* _Task prompt_
Render everything in the material from the line with "name plate on" down to the line with "[[[28,177],[0,174],[0,206],[7,209],[31,209],[32,181]]]" as a numbered list, leaving out blank lines.

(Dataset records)
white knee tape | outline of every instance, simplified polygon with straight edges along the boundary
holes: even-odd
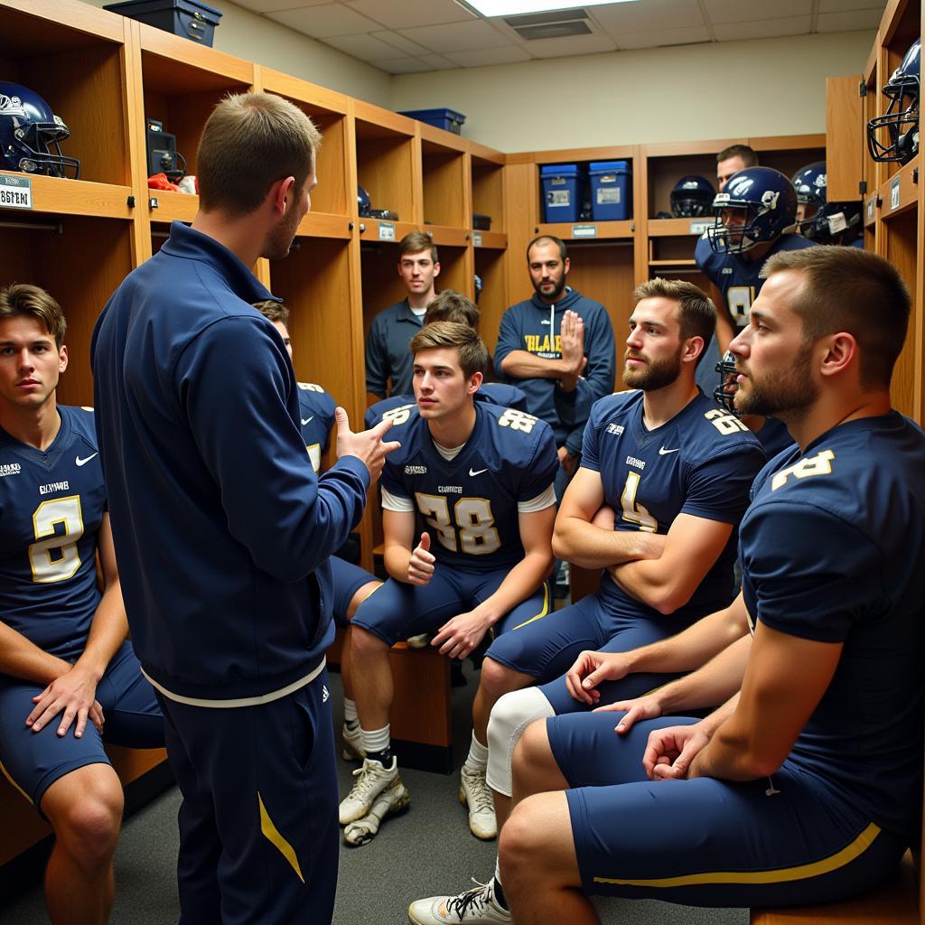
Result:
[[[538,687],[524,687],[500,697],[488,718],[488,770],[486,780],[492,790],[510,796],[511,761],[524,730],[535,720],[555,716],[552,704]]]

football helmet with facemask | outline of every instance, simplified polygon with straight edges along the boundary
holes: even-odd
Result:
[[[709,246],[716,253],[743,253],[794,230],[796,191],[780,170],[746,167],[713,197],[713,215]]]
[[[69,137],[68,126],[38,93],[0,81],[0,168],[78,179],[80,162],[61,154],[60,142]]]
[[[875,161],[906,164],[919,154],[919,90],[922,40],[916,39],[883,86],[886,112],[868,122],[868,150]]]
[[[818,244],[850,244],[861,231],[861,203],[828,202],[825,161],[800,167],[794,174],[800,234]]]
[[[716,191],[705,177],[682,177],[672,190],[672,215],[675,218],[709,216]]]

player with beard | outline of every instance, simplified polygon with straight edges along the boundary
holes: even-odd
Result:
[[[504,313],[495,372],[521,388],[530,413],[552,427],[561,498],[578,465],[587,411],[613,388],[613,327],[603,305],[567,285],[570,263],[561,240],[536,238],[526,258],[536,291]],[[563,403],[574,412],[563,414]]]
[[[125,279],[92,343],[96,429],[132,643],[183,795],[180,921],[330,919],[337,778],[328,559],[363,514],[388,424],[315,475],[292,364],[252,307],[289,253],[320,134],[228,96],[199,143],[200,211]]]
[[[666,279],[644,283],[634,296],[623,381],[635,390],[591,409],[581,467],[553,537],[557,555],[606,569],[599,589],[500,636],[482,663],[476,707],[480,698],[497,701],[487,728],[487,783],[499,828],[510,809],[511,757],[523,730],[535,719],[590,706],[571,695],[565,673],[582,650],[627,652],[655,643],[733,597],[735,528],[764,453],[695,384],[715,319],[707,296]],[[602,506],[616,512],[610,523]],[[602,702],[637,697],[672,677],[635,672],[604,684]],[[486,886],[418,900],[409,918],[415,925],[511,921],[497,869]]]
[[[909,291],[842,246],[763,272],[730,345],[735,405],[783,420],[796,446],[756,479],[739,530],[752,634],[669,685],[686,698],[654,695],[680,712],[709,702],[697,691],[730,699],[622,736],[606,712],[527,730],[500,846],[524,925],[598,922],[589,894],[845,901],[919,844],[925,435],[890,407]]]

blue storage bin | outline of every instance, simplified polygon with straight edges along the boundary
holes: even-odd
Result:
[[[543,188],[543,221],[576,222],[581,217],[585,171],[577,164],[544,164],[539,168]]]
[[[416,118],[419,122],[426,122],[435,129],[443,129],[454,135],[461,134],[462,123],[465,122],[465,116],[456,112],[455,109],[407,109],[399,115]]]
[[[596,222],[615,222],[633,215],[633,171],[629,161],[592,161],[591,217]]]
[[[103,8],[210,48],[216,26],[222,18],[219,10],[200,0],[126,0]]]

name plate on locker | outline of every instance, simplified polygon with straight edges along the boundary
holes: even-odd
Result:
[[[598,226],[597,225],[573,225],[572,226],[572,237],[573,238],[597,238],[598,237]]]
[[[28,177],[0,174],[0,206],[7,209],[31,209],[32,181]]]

---

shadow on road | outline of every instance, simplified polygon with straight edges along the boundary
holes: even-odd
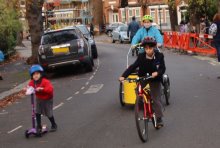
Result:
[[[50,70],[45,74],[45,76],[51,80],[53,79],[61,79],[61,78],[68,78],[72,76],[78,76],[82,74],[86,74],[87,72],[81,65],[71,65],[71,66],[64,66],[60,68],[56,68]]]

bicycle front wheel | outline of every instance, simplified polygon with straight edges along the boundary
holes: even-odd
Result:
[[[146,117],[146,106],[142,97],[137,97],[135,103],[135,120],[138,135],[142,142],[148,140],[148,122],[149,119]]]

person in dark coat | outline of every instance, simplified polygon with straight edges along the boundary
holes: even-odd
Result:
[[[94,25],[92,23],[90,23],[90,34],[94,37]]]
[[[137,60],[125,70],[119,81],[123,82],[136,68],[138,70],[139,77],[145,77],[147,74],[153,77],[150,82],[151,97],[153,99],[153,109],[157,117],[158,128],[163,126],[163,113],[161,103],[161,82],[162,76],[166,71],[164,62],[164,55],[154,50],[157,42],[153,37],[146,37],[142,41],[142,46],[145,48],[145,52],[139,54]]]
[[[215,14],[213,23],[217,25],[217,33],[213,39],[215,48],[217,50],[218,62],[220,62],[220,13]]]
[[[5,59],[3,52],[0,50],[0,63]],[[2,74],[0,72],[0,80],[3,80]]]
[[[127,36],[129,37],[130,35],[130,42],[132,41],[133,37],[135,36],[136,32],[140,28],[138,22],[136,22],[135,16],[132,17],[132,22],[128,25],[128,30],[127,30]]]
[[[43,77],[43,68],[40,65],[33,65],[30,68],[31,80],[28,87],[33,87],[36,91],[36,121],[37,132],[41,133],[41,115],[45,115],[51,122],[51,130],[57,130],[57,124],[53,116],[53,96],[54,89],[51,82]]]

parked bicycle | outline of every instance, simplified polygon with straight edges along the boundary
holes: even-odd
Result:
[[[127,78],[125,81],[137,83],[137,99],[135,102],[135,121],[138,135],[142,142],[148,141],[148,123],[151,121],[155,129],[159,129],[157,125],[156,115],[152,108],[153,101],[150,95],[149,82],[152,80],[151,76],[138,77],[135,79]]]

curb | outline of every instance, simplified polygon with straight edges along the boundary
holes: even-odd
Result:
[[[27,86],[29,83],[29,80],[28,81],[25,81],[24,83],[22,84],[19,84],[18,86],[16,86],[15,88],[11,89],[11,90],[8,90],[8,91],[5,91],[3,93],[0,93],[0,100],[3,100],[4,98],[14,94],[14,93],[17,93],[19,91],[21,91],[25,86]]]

* _Expected output_
1. name plate on locker | outline of every instance, simplified polygon with straight edges along the boundary
2. holes: even-odd
3. Result:
4. [[[598,226],[597,225],[573,225],[572,226],[572,237],[573,238],[597,238],[598,237]]]
5. [[[28,177],[0,174],[0,206],[7,209],[31,209],[32,181]]]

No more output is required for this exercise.